[Article]
Start
# Amphibian Or Terrestrial For Open Top Paludarium?



## Florian (Mar 30, 2017)

Hello everyone,

I'm setting up a paludarium with an open top. Just to give you an idea of the climatic conditions it offers: it has misting and fogging on a relay that allows me to raise the humidity very frequently (currently every 4 minutes, experimenting with different timings). For now I can grow aquarium plants in their submerged form as well as various plants I collected outside.

I was wondering what animals I could house that would take advantage (at least partly) of the land portion of this tank. However I am NOT prepared to close it so it will remain an open-top setup.

For now all I've seen are Geosesarma crabs (which I love).

Thanks for the suggestions


----------



## kimcmich (Jan 17, 2016)

Greetings,

An open top is mainly a problem for keeping critters inside the viv. With that in mind, I'm not sure Geosesarma are a good choice. They are able climbers. You need to insure 4+ inches of smooth glass (and no silicone and no cords for heaters etc) between the highest point they can reach and the opening of the top (which means no plants that tall either) to keep them from escaping.

You need a non-climbing, non-jumping critter than can't (like frogs, most geckos or snails) climb glass. That leaves you with 1) small turtle (most species are too big for vivs), 2) short myriopods (millepede or centipedes) and... not much else. 

The open top is a serious constraint unless you keep everything - rocks, wood and plants - growing very low in the tank - and then you still couldn't keep a glass climber.


----------



## Florian (Mar 30, 2017)

Thanks, this is exactly the kind of answer I was looking for. A millipede sounds cool! I have never seen any in the pet stores around me though...

What if the terrestrial part is an "island" in the middle of the tank. Are there animals that could live on there and not escape?

What about newts or salamanders or green anoles? I'd assume they're in the same category as frogs but I'm not sure.

And isn't there something you can put on the edges to prevent critters from escaping? For example, I saw on youtube that for ant farms, there's some sort of paste that you can apply to edges that the ants don't like and won't try crossing.
End
Entries for bounding box labeling
Start
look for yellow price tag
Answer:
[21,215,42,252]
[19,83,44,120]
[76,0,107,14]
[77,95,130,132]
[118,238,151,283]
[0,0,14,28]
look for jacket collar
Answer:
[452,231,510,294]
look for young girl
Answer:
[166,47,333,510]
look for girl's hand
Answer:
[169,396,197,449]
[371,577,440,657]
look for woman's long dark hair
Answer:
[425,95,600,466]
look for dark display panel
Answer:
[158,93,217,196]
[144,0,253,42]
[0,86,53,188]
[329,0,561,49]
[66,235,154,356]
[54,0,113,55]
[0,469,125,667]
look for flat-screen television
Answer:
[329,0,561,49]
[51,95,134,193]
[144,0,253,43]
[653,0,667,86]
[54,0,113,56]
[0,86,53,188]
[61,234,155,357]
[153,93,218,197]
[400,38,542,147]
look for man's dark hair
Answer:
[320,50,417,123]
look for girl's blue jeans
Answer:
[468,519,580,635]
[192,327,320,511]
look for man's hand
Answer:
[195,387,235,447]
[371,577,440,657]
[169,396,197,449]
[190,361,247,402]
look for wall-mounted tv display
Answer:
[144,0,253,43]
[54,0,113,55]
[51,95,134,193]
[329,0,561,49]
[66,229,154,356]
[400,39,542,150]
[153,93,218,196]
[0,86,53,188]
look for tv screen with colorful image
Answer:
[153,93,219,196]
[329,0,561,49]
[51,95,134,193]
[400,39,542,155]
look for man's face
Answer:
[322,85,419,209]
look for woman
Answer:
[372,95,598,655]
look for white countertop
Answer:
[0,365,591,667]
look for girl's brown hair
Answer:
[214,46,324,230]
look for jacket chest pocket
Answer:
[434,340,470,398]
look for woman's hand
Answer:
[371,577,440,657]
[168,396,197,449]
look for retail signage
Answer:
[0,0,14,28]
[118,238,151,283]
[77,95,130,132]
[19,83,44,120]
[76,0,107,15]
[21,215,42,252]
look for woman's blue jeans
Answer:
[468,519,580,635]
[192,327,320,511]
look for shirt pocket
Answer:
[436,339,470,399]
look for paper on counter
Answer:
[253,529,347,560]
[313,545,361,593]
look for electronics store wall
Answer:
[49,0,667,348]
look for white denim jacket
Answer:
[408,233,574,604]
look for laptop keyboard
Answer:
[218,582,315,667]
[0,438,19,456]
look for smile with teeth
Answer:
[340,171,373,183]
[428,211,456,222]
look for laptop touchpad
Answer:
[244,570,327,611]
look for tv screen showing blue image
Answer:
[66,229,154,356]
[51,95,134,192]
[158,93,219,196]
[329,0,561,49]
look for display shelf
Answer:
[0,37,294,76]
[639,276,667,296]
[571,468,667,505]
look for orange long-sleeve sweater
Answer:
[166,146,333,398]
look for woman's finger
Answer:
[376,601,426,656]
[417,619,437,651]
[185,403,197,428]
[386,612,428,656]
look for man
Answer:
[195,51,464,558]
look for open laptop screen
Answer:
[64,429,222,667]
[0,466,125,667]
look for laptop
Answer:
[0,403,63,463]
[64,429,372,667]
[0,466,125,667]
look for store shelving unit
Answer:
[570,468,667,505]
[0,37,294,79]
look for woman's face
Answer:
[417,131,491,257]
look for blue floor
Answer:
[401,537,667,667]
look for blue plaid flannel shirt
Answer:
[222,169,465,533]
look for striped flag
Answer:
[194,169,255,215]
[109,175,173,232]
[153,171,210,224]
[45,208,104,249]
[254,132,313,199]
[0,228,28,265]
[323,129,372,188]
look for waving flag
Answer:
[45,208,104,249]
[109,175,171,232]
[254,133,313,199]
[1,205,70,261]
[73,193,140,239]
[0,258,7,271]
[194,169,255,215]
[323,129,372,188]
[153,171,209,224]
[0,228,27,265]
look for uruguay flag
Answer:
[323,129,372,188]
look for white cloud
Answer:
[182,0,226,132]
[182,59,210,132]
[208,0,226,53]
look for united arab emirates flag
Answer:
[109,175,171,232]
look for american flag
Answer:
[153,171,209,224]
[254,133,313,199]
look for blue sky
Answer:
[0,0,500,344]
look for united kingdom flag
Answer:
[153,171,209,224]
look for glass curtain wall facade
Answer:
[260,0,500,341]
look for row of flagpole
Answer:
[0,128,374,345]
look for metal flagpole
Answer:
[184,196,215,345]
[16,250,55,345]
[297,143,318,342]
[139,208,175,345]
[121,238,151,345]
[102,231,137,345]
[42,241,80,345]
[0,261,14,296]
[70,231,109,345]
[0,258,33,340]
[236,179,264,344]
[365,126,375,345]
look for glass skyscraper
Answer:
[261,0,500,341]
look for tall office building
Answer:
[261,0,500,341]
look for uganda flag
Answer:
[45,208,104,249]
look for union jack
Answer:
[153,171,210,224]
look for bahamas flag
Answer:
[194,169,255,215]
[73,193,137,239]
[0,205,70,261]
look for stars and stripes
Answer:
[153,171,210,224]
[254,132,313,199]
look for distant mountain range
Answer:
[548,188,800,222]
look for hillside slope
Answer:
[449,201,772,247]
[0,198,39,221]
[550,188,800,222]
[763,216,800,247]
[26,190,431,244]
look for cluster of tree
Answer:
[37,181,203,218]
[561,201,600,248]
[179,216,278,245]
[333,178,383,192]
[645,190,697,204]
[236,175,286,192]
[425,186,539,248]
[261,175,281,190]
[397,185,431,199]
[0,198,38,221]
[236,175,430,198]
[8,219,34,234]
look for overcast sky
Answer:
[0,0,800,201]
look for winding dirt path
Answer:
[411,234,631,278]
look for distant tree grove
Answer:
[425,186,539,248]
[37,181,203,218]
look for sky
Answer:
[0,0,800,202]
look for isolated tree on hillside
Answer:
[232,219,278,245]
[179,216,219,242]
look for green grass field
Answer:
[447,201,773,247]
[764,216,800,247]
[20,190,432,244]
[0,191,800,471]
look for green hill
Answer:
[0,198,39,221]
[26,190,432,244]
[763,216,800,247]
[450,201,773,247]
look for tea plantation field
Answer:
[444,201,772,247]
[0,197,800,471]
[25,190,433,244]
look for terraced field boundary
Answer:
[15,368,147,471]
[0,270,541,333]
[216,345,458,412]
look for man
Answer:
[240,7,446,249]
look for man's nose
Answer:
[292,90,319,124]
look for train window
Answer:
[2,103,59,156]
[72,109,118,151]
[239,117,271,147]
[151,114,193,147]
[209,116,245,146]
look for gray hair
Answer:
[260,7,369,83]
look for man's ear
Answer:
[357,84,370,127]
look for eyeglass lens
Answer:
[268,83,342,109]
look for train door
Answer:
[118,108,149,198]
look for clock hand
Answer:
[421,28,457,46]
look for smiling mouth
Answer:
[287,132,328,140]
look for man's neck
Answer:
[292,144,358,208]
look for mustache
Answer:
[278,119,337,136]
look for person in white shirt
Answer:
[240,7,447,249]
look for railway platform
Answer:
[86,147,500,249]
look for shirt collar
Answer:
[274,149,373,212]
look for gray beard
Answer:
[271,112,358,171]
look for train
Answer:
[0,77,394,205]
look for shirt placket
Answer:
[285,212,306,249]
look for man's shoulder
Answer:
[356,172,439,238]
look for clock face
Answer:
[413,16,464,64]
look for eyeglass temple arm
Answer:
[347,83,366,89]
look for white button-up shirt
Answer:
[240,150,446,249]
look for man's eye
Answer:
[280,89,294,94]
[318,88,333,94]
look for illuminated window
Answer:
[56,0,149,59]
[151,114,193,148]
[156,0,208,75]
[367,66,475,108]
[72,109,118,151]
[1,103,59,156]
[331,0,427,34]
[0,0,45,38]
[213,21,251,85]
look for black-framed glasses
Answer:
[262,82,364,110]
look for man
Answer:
End
[Stated task 1] List the animals Florian asks about by name in his second post in the paludarium thread.
[Stated task 2]
Answer these questions using the paludarium thread:
(a) How often does the misting and fogging currently raise the humidity?
(b) How much smooth glass does kimcmich say is needed between the highest point the crabs can reach and the opening?
(c) What did Florian see on YouTube for ant farms?
[Stated task 3] Continue the forum thread about the open-top paludarium from the point where it stops.

[Written reply 1] Newts, salamanders, and green anoles.

[Written reply 2]
(a) Every 4 minutes.
(b) 4+ inches.
(c) A paste applied to edges that the ants don't like and won't try crossing.

[Written reply 3]
----------



## kimcmich (Jan 17, 2016)

In an "island" setup, newts and salamanders are an option (but both can climb plants and cords). They would be well-suited to a paludarium setup. As long as the highest viv element is more than newt's length from the top of the walls, your newt/salamander won't be able to climb out (they don't climb glass like frogs).

You can buy millipedes online and have them shipped to you. In your case, you'd want a tropical millipede species (dryland species are more commonly available).


----------



## hp192 (Feb 28, 2016)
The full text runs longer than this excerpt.